[Entries from a point annotation set]
++++

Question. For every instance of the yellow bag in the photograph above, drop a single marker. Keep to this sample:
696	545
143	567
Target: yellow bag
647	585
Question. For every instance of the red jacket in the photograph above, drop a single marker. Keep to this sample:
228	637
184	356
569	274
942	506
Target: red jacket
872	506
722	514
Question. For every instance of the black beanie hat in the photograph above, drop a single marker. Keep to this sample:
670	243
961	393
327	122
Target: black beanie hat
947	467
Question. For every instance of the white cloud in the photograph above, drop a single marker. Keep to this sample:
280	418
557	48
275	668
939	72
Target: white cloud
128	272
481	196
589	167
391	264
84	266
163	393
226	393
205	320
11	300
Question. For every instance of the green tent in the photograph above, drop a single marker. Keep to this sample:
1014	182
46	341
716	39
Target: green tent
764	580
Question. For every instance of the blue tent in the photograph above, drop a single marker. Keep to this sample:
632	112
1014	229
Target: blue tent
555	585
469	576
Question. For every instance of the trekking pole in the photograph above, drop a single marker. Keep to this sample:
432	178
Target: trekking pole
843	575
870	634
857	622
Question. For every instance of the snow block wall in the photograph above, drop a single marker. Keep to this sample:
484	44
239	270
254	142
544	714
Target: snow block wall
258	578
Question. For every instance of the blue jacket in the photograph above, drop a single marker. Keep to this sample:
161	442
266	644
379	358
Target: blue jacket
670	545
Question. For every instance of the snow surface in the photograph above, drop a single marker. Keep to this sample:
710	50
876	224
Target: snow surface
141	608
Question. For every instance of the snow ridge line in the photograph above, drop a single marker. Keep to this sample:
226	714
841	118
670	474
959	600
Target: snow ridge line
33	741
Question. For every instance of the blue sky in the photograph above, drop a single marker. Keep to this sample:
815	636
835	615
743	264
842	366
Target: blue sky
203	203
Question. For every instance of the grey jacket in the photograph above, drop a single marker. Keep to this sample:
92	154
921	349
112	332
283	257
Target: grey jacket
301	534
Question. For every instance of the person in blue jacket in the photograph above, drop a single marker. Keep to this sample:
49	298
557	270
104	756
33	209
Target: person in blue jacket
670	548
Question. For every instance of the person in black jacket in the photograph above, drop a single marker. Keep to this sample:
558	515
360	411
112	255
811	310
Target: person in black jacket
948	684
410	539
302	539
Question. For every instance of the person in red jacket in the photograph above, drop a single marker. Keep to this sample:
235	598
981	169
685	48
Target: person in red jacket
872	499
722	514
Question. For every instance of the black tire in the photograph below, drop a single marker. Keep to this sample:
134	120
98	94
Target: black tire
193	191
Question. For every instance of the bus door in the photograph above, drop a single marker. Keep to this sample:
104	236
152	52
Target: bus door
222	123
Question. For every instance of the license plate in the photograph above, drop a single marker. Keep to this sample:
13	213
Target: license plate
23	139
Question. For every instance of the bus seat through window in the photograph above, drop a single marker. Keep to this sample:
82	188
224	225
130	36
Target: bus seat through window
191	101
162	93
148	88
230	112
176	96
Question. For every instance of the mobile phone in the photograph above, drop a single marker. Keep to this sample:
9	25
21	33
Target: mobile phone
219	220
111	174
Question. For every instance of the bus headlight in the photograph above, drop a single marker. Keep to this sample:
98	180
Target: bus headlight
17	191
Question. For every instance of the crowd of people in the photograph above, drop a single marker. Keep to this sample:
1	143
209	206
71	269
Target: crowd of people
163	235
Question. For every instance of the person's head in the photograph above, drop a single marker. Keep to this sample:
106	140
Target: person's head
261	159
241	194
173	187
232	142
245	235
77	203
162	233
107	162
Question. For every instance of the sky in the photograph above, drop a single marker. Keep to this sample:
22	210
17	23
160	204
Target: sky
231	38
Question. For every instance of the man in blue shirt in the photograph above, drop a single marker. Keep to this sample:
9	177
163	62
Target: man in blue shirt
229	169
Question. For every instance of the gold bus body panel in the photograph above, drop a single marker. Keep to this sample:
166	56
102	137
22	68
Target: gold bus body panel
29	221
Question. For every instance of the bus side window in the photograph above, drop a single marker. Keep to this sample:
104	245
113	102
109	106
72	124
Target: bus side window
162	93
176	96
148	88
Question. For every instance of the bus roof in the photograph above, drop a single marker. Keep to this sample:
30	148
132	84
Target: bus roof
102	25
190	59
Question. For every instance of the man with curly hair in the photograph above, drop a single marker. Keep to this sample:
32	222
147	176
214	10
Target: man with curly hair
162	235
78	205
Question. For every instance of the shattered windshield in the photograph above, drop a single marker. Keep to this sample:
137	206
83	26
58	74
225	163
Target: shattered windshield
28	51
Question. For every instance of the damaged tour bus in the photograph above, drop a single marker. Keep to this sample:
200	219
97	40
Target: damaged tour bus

++++

* **Exercise description**:
Above are some records; repeat all of them exactly.

* **Response**:
Question. For every instance of the yellow bag in the photograph above, drop a single marker. Keep to this sample:
696	545
143	567
Target: yellow bag
647	585
Question. For every instance of the red jacket in the photograph above, drop a single marker. Keep to this sample:
228	637
184	356
569	274
942	506
Target: red jacket
872	506
722	514
Question. For every instance of the black beanie hat in the photograph above, drop a single marker. Keep to this sample:
670	243
961	393
327	122
Target: black beanie hat
947	467
Question. For every instance of the white cloud in the photograph above, drop a single marker. Keep to this sample:
280	418
557	48
275	668
939	72
Target: white cloud
128	272
481	196
589	167
391	264
84	266
163	393
226	393
205	320
11	300
Question. For every instance of the green tent in the photograph above, drop a single marker. Keep to this sample:
1014	182
46	341
716	39
Target: green tent
764	580
Question. For every instance of the blue tent in the photograph above, drop a single marker. Keep to this sample:
632	112
1014	229
Target: blue tent
555	585
469	576
Question. For every instance of the trekking pole in the photograph above, drop a single marker. Keep to this sample:
432	178
Target: trekking pole
843	575
870	634
857	622
Question. For every instance of the snow block wall in the photograph above, drop a single marker. Keep to this sample:
484	44
239	270
254	142
544	714
Target: snow block wall
258	578
Question. For every instance of the blue jacket in the photograph above, drop a single marker. Keep to this sample:
161	442
266	644
379	358
Target: blue jacket
670	545
Question. For every instance of the snow surface in the photograph above, drop a single marker. Keep to this sample:
710	50
876	224
Target: snow surface
141	608
Question. For every instance of the snow ridge line in the photograph above, drop a single marker. Keep to this sample:
226	714
841	118
670	474
959	600
Target: snow ridge line
33	741
Question. For every instance of the blue sky in the photograph above, drop a single marker. Keep to this sample:
815	636
835	615
743	264
842	366
Target: blue sky
203	203
Question. For every instance of the grey jacket in the photograph above, drop a single marker. Keep to this sample:
92	154
921	349
112	332
283	257
Target: grey jacket
301	534
Question. For every instance of the person in blue jacket in the photograph above, drop a single marker. Keep to this sample:
49	298
557	270
104	756
33	209
Target: person in blue jacket
670	548
Question. For every instance of the person in black jacket in the photograph above, drop a single marker. Keep to this sample:
558	515
360	411
112	255
811	310
Target: person in black jacket
948	684
410	539
302	539
Question. For every instance of the person in red jacket in the photograph above, drop a single marker. Keep to this sample:
235	598
981	169
685	48
Target: person in red jacket
872	499
722	514
Question. For every instance of the black tire in the photograph below, drop a single marker. Keep to this sample:
134	120
98	94
Target: black tire
193	191
Question. For every instance of the bus door in the photograph above, drop a single marker. Keep to this sample:
104	236
152	52
Target: bus door
222	123
Question. For every instance of the license plate in the photograph above, drop a single marker. Keep to this sample:
13	213
Target: license plate
23	139
Question. For every instance of the bus seat through window in the photograph above, drop a single marker. Keep to this sample:
82	188
224	225
130	36
Target: bus seat through window
191	101
162	93
148	88
230	112
176	96
Question. For every instance of the mobile phone in the photograph above, drop a single marker. Keep to this sample:
9	25
21	33
Target: mobile phone
219	220
111	174
Question. For every instance of the bus headlight in the photograph above, drop a single marker. Keep to this sample:
98	180
Target: bus headlight
17	191
Question. For every instance of the crowd of people in the photograph above, drop a single marker. Keep to this sample:
1	143
209	206
71	269
Target: crowd of people
163	235
Question. For every instance of the person's head in the photograph above, drop a single marker. Keep to this sample:
106	140
Target: person's head
261	159
241	194
173	187
232	142
245	235
77	203
162	233
107	162
Question. For every instance of the sky in the photograph above, drop a single marker. Keep to this sample:
22	210
17	23
160	204
Target: sky
231	38
Question. For every instance of the man in blue shirt in the photograph above, drop a single marker. Keep to this sample:
9	177
163	62
Target: man in blue shirt
229	169
Question. For every instance of the gold bus body panel in the photograph above, drop a single marker. Keep to this sample:
166	56
102	137
22	68
Target: gold bus body panel
29	221
Question. For every instance of the bus side window in the photograph above, drop a single marker. Keep to this sample:
104	245
113	102
109	106
72	124
Target: bus side window
162	93
176	96
148	88
Question. For every instance of the bus roof in the photograph above, drop a single marker. Keep to this sample:
30	148
132	84
Target: bus roof
102	25
190	59
Question. For every instance of the man with curly hair in the photograph above, drop a single marker. Keep to this sample:
32	222
147	176
214	10
Target: man with curly hair
162	235
78	205
Question. For every instance of the shattered windshield in the photograph above, drop a single marker. Keep to this sample:
137	206
83	26
58	74
225	163
Target: shattered windshield
28	51
Question. For every instance of the damaged tour bus in the photograph above, drop a single marker. Keep to this sample:
200	219
97	40
Target: damaged tour bus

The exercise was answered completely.